Written task 1: List every line in the rows below that contains the string "security", treating uppercase and lowercase as different.

Text passage:
--- Start ---
On Thu, Feb 17, 2011 at 8:07 AM, Peter Cock <p.j.a.cock@googlemail.com> wrote:
On Thu, Feb 17, 2011 at 12:37 PM, Sean Davis wrote:
>
> On Thu, Feb 17, 2011 at 5:48 AM, Peter wrote:
>>
>> Once in Galaxy all the data files have the extension .dat on disk, so
>> I would try using a wrapper script that creates a symbolic link from the
>> input.dat file to something like input.pdb or input.ent (and if that
>> doesn't
>> work, copy the file) before running the compiled code and then remove
>> it afterwards.
>>
>
> Hi, Peter.  I ended up doing just that.  The hack in all its messiness is
> here:
> https://gist.github.com/831017

I would be wary of using ${input.name} like that - test with things
like renaming the dataset in Galaxy, and pasting in a PBD file
rather than uploading one. Also I suspect you can get filenames
with spaces in them which will probably cause trouble. You'll
notice that Galaxy generates its own *.dat filename which avoid
spaces.

Personally I would generate the *.pdb or *.ent filename within
the wrapper script based on the input file name (*.dat). Try:


Unfortunately, the command-line executable assumes that the filename contains the ID of the PDB record, so I actually need this right now.  I'm going to have a chat with the command-line tool developer about designing a more robust interface.

 
os.symlink(fname,fname+".pdb")
...
symdcmd = "SymD %s.pdb" % fname


>>
>> Separately from this, you may need to extend Galaxy to define pdb
>> as a new file format (ideally with a data type sniffer).
--- End ---
(Object pointing dataset rows)
--- Start ---
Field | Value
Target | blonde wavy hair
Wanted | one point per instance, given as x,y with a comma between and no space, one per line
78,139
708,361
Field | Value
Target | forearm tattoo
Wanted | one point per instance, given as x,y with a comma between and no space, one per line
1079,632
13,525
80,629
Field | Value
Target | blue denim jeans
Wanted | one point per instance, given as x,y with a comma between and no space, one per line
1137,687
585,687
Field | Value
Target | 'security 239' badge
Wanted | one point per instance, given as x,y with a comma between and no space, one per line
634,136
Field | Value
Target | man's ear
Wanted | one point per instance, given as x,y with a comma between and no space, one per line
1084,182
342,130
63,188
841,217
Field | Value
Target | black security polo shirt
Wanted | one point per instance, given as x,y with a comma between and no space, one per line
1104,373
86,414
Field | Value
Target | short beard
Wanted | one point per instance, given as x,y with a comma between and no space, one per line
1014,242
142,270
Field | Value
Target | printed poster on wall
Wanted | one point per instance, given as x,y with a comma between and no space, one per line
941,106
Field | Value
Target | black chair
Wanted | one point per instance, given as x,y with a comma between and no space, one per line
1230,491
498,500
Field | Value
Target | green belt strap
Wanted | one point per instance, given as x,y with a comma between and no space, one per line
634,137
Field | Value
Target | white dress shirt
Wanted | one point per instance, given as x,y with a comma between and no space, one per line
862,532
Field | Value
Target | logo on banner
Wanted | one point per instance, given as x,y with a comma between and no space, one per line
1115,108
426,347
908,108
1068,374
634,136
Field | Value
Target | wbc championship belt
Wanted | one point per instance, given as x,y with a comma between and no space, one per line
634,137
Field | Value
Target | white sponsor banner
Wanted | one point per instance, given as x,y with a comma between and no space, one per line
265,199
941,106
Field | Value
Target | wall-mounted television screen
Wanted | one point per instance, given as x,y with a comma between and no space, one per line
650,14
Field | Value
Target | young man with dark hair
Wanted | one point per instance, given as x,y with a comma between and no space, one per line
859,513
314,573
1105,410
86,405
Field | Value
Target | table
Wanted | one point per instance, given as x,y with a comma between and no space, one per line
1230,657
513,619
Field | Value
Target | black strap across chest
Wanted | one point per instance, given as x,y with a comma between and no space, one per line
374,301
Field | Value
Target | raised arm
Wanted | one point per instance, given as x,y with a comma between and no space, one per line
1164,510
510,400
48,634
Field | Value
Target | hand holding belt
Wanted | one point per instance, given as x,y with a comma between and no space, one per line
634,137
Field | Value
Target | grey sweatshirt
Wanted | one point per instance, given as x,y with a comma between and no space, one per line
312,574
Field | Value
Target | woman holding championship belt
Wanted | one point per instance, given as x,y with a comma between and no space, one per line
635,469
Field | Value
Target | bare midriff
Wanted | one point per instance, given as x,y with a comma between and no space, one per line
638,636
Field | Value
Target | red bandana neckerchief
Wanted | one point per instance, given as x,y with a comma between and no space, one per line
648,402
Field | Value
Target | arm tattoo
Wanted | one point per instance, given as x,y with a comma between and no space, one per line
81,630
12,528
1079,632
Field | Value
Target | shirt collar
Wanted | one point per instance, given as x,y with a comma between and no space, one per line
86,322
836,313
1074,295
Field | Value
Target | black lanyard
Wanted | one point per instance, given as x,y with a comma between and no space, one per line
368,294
--- End ---
Written task 2: Reproduce the Galaxy wrapper thread word for word, starting with "Unfortunately, the command-line" and going on through "more robust interface.".

Response 1:
Target | 'security 239' badge
Target | black security polo shirt

Response 2:
Unfortunately, the command-line executable assumes that the filename contains the ID of the PDB record, so I actually need this right now.  I'm going to have a chat with the command-line tool developer about designing a more robust interface.